*Required work*
How many lines of the data include the string "tight"? State the number and nothing else.

[Saved data entries]
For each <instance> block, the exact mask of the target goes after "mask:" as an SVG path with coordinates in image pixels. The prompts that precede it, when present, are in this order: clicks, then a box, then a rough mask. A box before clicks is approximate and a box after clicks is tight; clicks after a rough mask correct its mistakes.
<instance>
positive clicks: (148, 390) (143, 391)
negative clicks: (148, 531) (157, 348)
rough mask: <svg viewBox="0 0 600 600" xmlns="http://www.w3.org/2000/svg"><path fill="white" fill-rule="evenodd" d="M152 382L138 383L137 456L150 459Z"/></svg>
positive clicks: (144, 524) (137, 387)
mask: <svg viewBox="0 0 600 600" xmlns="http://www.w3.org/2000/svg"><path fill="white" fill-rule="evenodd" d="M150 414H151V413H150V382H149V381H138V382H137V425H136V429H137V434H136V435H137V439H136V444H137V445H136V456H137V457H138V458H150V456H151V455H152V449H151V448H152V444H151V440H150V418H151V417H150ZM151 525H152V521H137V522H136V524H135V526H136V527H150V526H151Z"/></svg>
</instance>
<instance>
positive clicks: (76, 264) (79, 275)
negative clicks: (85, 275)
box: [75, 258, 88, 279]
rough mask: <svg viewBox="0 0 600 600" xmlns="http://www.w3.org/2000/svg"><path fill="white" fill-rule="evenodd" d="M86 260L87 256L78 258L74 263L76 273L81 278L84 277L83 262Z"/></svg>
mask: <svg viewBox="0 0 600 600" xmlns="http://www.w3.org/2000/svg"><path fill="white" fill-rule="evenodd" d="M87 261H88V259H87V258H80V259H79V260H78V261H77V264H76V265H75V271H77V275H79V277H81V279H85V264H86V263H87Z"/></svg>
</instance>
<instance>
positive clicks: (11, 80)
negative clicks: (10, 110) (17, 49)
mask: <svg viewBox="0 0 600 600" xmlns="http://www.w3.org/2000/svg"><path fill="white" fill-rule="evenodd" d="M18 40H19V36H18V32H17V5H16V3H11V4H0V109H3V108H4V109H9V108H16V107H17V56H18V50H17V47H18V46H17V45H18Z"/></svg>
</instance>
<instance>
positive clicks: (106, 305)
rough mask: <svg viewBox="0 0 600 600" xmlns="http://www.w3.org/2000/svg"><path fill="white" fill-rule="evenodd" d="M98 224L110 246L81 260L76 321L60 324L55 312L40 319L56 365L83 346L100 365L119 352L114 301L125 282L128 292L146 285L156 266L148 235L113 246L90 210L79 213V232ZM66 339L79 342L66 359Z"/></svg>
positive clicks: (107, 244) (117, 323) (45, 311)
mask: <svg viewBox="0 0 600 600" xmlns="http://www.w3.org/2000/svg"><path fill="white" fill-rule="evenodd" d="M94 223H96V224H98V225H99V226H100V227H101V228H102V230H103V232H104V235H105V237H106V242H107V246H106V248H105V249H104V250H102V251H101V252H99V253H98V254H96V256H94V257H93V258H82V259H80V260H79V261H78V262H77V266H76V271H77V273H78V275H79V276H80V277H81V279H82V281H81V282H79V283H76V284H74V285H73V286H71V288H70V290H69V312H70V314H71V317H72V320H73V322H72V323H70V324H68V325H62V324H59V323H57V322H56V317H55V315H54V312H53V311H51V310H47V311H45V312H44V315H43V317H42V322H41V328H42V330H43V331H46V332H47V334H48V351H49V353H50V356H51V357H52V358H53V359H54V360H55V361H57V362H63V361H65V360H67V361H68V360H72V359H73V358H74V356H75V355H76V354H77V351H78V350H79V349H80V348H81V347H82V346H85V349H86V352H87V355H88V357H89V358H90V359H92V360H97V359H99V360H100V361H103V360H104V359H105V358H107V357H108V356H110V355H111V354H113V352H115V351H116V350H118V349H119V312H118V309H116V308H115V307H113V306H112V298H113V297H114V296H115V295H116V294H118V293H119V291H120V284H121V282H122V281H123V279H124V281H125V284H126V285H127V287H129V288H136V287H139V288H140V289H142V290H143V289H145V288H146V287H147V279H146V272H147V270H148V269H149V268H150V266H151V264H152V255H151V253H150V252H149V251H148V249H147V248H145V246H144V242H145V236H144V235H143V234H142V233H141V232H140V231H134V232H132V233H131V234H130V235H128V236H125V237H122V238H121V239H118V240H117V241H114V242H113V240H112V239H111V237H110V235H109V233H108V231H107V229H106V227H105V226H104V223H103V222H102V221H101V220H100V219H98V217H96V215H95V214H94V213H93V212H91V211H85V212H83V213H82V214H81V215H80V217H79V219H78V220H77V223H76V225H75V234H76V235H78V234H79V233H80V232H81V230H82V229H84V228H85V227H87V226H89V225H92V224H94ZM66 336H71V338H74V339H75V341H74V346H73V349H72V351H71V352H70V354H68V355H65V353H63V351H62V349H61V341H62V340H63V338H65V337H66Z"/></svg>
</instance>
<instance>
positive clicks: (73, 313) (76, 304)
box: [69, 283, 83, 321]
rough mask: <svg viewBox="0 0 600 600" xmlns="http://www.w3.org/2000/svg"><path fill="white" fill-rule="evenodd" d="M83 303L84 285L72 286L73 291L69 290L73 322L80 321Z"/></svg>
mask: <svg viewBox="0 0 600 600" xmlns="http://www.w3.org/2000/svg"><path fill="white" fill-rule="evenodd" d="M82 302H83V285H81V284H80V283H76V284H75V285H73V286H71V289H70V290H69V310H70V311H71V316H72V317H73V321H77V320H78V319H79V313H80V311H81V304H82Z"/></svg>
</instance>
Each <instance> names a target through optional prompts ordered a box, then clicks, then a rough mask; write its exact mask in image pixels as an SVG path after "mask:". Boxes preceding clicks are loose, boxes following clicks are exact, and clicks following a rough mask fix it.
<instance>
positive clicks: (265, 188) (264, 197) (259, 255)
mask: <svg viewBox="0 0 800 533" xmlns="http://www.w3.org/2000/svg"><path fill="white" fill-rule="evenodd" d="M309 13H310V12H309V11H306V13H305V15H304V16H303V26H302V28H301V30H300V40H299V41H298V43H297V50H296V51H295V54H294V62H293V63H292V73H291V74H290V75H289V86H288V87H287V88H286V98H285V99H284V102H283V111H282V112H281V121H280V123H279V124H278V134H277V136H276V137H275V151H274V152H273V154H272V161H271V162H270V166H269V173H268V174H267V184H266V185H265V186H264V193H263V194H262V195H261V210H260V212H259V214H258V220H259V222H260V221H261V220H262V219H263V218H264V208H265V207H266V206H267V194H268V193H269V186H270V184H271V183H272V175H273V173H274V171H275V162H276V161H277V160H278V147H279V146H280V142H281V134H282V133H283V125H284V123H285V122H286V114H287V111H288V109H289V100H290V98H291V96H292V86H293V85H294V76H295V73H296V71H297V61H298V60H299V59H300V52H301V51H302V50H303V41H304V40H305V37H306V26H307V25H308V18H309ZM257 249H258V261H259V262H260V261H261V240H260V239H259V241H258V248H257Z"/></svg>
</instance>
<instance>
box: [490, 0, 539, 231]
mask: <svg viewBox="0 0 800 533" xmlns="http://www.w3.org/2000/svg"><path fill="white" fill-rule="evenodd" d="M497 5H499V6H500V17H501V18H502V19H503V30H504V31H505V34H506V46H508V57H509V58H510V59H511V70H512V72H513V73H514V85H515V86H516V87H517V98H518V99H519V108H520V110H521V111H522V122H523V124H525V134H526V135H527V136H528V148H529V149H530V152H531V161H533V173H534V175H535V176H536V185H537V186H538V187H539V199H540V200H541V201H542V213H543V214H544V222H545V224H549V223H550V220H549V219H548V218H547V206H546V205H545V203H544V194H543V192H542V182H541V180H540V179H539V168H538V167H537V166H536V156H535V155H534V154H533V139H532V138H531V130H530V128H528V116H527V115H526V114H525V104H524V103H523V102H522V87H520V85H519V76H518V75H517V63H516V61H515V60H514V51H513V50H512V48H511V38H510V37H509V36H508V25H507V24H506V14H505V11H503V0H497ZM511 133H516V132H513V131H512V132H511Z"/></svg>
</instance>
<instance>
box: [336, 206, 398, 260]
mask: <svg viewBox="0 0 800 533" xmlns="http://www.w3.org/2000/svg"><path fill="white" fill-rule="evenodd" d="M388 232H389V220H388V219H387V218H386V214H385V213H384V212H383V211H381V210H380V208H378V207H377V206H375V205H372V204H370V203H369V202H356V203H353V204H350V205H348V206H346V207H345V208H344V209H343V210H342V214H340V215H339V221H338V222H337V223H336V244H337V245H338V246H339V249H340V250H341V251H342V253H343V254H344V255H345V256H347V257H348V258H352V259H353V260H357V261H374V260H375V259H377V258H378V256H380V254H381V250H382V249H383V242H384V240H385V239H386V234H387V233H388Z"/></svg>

---

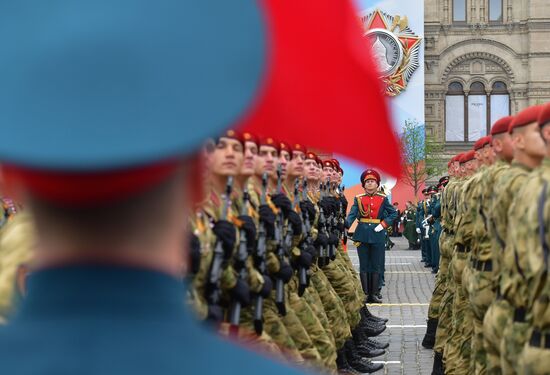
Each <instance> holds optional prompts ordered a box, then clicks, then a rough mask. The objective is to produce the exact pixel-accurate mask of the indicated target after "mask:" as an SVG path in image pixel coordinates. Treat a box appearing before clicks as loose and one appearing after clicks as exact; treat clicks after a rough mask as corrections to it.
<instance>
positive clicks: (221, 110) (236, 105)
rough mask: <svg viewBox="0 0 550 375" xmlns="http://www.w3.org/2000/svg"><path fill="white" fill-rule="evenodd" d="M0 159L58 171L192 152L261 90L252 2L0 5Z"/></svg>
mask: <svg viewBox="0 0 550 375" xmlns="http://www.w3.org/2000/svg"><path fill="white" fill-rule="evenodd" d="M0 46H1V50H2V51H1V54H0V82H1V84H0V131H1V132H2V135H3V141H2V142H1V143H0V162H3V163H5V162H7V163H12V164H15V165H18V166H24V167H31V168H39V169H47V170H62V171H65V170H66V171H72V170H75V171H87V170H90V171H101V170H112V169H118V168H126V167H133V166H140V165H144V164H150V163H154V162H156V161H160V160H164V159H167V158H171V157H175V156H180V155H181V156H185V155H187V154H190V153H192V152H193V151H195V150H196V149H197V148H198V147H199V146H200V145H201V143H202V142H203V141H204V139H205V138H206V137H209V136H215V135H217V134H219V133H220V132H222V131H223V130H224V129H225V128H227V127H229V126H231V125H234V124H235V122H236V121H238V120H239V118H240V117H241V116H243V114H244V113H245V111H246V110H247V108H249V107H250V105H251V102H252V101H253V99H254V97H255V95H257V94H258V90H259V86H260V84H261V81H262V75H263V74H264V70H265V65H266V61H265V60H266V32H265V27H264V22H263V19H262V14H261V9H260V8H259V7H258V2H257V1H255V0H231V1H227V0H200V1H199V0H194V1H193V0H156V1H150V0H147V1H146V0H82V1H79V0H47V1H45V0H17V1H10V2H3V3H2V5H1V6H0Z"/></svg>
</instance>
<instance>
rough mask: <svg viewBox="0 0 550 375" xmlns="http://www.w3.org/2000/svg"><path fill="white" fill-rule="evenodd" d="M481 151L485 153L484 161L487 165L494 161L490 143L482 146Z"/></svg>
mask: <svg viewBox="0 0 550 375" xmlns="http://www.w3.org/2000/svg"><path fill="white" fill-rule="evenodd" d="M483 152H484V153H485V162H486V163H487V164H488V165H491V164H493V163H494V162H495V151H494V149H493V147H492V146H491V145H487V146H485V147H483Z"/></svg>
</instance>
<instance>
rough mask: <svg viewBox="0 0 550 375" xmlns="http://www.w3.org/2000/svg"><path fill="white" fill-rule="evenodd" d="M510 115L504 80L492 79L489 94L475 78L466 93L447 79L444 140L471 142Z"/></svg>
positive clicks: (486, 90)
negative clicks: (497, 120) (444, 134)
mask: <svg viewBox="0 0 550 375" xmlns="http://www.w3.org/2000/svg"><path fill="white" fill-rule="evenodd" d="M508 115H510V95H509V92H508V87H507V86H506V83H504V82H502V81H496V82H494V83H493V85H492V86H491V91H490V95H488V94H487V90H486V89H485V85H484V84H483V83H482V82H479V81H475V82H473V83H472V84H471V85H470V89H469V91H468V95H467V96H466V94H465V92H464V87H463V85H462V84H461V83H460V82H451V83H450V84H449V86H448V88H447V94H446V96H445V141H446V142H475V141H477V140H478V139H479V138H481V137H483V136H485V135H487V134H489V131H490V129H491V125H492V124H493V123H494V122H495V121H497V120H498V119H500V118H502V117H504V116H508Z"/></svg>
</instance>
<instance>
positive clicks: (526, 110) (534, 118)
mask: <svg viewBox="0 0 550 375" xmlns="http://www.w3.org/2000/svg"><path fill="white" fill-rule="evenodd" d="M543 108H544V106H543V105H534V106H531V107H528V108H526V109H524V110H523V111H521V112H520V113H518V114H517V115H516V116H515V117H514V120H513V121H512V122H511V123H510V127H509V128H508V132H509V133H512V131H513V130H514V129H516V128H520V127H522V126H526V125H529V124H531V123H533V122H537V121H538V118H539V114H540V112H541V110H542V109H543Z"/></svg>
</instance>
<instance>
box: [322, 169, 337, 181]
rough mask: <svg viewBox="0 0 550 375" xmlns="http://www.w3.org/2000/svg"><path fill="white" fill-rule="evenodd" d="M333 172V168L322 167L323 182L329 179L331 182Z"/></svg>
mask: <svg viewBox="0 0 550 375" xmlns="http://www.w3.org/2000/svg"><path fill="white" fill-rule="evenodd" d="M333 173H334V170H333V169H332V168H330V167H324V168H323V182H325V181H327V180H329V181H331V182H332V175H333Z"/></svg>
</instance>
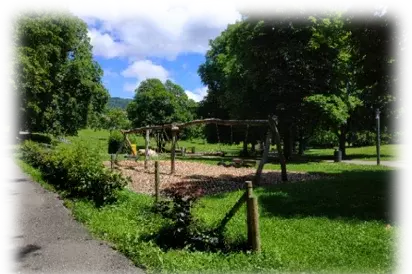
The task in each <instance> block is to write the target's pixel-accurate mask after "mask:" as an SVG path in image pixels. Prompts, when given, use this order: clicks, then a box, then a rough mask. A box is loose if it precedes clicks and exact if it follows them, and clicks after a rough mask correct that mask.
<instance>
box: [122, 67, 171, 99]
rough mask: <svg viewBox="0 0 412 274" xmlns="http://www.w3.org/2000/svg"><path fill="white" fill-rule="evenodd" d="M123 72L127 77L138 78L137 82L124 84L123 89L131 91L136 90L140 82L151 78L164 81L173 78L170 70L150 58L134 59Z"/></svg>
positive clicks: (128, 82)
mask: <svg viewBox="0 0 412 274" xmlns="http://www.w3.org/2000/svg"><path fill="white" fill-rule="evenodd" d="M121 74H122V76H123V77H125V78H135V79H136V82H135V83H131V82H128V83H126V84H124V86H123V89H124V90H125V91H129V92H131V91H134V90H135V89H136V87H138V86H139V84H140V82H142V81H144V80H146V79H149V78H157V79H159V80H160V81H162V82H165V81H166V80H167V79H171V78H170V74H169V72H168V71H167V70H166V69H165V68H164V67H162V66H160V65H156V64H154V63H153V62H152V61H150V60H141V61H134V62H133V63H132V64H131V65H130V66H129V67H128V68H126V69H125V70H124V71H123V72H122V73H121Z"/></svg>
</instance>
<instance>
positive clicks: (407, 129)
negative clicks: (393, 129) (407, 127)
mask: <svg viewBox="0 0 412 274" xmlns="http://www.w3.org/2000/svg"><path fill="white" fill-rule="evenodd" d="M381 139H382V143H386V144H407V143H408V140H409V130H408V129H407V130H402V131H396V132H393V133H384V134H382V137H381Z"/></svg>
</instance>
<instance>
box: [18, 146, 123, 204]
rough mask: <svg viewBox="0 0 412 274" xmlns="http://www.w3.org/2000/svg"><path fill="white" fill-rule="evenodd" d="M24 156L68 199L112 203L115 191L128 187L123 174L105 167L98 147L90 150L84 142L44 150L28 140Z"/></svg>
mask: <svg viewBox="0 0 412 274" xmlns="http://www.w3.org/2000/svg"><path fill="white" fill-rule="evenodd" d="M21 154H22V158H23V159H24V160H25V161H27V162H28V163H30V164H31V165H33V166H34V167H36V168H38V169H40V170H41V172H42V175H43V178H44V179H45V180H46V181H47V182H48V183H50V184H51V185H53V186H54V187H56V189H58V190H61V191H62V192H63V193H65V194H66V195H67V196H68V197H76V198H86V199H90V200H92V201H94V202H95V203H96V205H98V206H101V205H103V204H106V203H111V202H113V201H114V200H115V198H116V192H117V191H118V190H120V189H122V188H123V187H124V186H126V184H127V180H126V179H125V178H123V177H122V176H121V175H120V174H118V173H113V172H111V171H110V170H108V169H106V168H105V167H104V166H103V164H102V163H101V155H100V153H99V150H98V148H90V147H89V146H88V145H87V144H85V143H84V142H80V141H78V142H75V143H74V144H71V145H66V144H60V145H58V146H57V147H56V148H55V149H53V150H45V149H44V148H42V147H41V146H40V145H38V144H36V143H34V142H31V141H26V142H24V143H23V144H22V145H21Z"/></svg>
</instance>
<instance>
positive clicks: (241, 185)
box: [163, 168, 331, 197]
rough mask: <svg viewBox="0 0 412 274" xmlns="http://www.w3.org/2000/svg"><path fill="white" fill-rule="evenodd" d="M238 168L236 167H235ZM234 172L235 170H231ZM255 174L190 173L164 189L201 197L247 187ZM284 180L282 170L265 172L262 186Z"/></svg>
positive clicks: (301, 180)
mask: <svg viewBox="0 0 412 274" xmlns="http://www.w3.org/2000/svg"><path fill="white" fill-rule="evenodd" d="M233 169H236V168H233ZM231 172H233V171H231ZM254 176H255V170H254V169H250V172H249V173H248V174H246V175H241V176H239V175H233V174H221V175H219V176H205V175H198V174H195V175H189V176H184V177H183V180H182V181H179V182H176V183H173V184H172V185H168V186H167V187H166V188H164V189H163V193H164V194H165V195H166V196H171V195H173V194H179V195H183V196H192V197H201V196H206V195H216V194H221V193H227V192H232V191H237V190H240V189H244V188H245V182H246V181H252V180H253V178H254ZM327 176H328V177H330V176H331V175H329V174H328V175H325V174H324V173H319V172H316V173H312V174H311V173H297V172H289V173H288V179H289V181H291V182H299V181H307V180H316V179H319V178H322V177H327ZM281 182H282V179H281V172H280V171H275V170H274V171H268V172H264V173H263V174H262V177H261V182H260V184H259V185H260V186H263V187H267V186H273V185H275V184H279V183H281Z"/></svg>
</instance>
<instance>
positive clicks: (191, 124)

---

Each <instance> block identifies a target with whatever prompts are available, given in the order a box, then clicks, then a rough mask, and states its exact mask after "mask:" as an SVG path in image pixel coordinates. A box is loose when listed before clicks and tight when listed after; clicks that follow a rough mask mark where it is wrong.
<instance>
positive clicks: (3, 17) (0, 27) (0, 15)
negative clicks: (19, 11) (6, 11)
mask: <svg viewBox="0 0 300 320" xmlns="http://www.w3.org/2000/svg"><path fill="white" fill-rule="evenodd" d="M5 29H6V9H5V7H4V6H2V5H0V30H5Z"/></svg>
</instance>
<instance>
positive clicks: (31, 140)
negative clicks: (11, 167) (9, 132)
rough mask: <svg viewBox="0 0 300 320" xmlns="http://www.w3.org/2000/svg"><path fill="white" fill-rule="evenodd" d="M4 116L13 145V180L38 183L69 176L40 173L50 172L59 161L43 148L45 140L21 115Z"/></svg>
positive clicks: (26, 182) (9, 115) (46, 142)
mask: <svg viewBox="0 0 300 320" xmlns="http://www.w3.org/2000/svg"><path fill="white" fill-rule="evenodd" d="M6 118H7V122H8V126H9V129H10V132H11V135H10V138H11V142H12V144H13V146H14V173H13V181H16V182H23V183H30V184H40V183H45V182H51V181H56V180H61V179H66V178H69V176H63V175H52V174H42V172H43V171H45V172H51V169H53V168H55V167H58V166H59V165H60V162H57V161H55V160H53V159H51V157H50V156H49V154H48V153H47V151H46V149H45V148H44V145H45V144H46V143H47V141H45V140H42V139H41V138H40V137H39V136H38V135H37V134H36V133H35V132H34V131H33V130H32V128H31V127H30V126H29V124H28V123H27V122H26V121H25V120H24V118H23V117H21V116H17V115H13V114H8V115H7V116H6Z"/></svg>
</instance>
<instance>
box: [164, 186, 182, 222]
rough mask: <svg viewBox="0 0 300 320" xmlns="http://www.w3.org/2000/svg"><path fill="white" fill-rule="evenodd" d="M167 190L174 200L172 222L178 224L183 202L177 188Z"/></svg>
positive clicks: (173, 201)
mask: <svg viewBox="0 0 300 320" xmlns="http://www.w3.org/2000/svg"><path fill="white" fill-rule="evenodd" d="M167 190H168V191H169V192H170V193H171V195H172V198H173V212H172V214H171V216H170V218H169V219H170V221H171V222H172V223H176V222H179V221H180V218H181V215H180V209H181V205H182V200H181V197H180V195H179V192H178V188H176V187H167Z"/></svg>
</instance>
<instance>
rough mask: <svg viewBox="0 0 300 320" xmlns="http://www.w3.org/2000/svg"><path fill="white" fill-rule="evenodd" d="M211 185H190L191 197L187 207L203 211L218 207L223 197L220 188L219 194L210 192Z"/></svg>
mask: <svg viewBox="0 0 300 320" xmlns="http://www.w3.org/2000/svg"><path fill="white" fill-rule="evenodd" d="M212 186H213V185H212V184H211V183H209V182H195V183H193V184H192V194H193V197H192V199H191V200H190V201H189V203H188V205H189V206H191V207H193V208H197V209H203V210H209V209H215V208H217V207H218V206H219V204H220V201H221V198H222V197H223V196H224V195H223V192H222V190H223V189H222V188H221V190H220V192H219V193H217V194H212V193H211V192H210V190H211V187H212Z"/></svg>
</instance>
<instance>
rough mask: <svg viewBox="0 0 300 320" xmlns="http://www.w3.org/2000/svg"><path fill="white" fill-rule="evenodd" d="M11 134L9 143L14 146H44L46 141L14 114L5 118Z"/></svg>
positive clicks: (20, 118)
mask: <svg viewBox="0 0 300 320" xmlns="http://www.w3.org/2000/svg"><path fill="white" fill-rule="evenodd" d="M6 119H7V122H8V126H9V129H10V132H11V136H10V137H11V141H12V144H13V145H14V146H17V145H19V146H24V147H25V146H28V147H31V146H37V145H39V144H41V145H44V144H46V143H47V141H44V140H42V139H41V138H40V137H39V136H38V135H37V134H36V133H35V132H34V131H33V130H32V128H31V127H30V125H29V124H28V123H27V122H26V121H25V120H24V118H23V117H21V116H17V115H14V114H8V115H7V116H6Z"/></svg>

*Answer space*
2